What is expected: Please turn all of the material below into a numbered list with one line per item, skipping any blank lines. Leave the pictures out of your answer.

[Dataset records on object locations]
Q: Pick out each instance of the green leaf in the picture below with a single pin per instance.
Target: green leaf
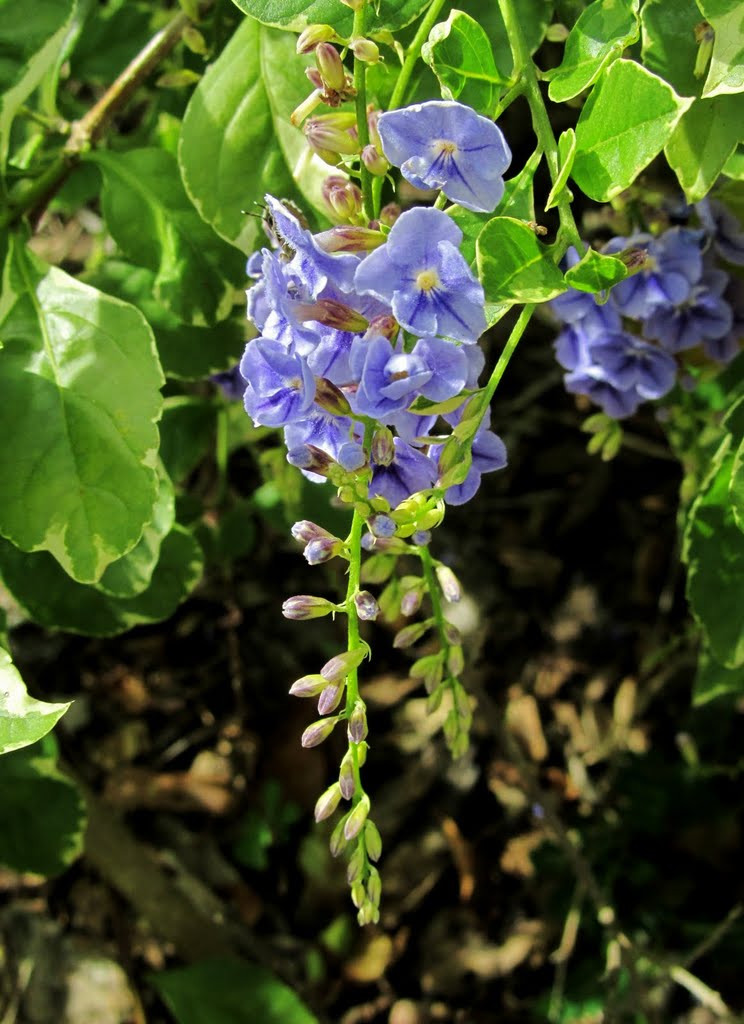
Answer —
(43, 814)
(154, 222)
(626, 121)
(702, 142)
(23, 720)
(229, 991)
(567, 155)
(131, 574)
(239, 114)
(602, 33)
(712, 680)
(714, 554)
(32, 37)
(55, 601)
(513, 265)
(596, 272)
(80, 381)
(726, 73)
(297, 14)
(668, 46)
(185, 352)
(460, 53)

Written answer:
1. Q: Pick out each instance of the green leaf in the picture below with a single pin per instance.
2. Target: green leaf
3. Answer —
4. (43, 814)
5. (154, 222)
6. (626, 121)
7. (702, 142)
8. (23, 720)
9. (229, 991)
10. (567, 155)
11. (131, 574)
12. (239, 114)
13. (602, 33)
14. (712, 680)
15. (714, 554)
16. (32, 37)
17. (55, 601)
18. (513, 265)
19. (596, 272)
20. (80, 381)
21. (726, 73)
22. (297, 14)
23. (668, 46)
24. (185, 352)
25. (460, 53)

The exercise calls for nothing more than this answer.